■ PROVIDED RECORDS:
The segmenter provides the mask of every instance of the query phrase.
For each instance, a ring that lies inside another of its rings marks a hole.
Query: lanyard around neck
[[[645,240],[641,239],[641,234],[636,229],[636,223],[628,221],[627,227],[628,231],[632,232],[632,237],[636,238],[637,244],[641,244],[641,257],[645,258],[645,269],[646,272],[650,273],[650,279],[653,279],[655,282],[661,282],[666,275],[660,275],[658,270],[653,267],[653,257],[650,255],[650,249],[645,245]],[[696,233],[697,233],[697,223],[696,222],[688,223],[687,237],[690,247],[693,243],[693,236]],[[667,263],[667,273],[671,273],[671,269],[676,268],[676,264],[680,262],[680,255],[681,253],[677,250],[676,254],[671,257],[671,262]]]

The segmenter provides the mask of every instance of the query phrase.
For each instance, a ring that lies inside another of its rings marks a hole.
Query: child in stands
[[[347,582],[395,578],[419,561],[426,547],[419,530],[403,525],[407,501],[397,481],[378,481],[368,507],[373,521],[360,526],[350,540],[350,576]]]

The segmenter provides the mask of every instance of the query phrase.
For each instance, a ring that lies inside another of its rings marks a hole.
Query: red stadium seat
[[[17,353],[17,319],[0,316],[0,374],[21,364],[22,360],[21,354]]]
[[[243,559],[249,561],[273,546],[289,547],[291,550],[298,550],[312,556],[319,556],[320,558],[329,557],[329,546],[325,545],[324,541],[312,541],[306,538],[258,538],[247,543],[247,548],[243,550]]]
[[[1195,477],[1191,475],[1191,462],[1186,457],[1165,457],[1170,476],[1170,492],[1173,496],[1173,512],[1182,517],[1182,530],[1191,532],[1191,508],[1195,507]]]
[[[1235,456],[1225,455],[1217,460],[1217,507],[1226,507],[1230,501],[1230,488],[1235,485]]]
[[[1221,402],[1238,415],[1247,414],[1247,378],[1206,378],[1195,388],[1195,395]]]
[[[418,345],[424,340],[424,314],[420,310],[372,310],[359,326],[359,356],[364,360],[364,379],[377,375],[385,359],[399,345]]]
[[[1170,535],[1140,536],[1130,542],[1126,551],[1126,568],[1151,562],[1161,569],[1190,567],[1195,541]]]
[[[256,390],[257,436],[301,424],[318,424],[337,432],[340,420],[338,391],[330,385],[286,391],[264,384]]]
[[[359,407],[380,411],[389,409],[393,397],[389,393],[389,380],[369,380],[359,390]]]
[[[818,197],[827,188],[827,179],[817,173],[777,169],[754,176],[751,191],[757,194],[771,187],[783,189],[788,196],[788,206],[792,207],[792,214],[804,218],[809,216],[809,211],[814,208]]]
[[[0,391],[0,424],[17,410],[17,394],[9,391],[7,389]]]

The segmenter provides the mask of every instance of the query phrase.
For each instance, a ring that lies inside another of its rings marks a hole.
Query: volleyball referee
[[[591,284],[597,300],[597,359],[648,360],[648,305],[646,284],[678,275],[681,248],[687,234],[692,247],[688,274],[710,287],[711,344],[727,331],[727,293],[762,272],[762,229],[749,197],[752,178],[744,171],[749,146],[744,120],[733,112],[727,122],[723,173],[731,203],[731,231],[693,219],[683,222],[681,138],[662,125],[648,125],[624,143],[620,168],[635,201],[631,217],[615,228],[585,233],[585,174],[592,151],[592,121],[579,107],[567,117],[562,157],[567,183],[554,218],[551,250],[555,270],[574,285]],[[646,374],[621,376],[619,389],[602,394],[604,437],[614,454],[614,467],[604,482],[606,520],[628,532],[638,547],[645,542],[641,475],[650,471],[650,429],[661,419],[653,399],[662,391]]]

■ PROBLEM:
Set the lines from the first one through the line holding "Query: lanyard around neck", inclusive, into a Markdown table with the columns Row and Line, numbering each row and leaving out any blank lines.

■ SOLUTION:
| Row | Line |
|---|---|
| 1 | The segmenter provides the mask of every instance of the query phrase. |
| 2 | For each instance, a ring that lies inside another of its rings marks a hole. |
| 3 | Query: lanyard around neck |